— start —

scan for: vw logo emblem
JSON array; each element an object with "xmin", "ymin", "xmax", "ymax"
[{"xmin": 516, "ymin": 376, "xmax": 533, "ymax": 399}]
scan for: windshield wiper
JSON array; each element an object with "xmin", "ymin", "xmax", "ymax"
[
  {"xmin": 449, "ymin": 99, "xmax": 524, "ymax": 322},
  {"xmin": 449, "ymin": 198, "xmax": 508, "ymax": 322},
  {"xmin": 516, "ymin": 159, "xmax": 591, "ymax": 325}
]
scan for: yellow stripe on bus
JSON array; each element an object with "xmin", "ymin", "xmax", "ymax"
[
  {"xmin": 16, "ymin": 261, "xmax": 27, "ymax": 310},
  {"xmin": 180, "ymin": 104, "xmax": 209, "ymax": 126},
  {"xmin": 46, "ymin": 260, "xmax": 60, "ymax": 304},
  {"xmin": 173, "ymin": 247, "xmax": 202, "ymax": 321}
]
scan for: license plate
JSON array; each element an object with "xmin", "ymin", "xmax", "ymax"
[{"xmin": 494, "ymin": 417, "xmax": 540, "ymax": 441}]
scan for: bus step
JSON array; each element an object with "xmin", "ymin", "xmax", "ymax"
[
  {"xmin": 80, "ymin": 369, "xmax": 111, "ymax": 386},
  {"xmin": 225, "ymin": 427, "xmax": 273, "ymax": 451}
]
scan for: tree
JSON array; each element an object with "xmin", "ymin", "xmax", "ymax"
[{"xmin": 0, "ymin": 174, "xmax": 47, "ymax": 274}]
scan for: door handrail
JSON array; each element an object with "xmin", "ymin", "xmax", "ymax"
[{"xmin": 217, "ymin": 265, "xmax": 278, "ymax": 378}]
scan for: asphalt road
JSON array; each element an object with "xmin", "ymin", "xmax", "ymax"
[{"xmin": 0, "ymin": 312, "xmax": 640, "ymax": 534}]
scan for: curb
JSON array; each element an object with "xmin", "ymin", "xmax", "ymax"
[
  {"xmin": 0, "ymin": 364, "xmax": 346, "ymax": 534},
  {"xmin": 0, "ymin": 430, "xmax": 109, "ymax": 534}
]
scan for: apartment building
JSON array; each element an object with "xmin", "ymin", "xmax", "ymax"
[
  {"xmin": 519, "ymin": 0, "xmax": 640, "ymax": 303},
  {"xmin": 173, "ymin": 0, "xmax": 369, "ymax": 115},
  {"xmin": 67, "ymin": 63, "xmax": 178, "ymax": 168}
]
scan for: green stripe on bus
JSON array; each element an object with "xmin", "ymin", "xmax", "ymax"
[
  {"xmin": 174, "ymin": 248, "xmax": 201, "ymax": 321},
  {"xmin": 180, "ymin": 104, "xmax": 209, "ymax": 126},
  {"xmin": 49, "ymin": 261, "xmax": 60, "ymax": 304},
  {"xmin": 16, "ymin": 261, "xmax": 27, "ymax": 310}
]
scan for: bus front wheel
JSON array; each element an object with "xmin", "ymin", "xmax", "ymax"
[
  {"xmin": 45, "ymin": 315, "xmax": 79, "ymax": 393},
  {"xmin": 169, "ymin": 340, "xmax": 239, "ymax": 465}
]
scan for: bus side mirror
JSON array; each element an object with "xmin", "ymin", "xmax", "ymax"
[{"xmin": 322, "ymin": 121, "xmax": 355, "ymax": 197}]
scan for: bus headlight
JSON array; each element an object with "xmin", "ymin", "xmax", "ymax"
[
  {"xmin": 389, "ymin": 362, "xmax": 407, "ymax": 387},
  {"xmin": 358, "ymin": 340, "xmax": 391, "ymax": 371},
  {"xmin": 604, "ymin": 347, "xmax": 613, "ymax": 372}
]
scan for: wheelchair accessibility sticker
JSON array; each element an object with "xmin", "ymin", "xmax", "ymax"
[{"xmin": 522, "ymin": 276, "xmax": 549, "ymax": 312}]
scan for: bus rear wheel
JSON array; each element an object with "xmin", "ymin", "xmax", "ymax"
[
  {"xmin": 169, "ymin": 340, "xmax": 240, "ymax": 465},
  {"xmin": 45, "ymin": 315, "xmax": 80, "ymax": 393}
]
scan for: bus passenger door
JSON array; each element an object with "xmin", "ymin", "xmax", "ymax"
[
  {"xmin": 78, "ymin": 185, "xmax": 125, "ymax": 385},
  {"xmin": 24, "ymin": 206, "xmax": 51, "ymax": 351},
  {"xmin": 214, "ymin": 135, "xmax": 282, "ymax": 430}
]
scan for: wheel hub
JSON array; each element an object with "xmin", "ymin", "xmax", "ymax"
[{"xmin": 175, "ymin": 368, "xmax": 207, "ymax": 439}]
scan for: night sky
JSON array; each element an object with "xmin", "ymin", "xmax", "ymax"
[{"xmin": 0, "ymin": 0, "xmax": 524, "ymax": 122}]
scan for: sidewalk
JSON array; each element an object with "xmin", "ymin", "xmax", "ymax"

— end —

Carry over every line of the records from the line with "scan for: bus headlight" up to and including the last line of the records, adding -124 to each bounding-box coordinate in the answers.

▶ **WRITTEN SOLUTION**
scan for: bus headlight
JSON array; each element an object with "xmin", "ymin", "xmax", "ymax"
[
  {"xmin": 265, "ymin": 238, "xmax": 283, "ymax": 263},
  {"xmin": 234, "ymin": 216, "xmax": 267, "ymax": 247},
  {"xmin": 480, "ymin": 223, "xmax": 489, "ymax": 248}
]
scan for: wheelchair accessibility sticker
JSON array; each element an object with "xmin", "ymin", "xmax", "ymax"
[{"xmin": 398, "ymin": 152, "xmax": 425, "ymax": 188}]
scan for: bus rear wheel
JSON array; each element an object with "xmin", "ymin", "xmax", "ymax"
[
  {"xmin": 45, "ymin": 216, "xmax": 116, "ymax": 341},
  {"xmin": -79, "ymin": 191, "xmax": -44, "ymax": 269}
]
scan for: bus passenger door
JSON array; each element an object with "xmin", "ymin", "xmax", "ymax"
[
  {"xmin": -46, "ymin": 61, "xmax": 1, "ymax": 261},
  {"xmin": -100, "ymin": 82, "xmax": -73, "ymax": 227},
  {"xmin": 90, "ymin": 11, "xmax": 158, "ymax": 306}
]
scan for: wheel hub
JSON array; each element an object with "xmin", "ymin", "xmax", "ymax"
[{"xmin": 51, "ymin": 244, "xmax": 83, "ymax": 315}]
scan for: night sky
JSON array; each element an object with "xmin", "ymin", "xmax", "ymax"
[{"xmin": -124, "ymin": -124, "xmax": 400, "ymax": -2}]
scan for: sidewalk
JSON array; each element an object with "xmin", "ymin", "xmax", "ymax"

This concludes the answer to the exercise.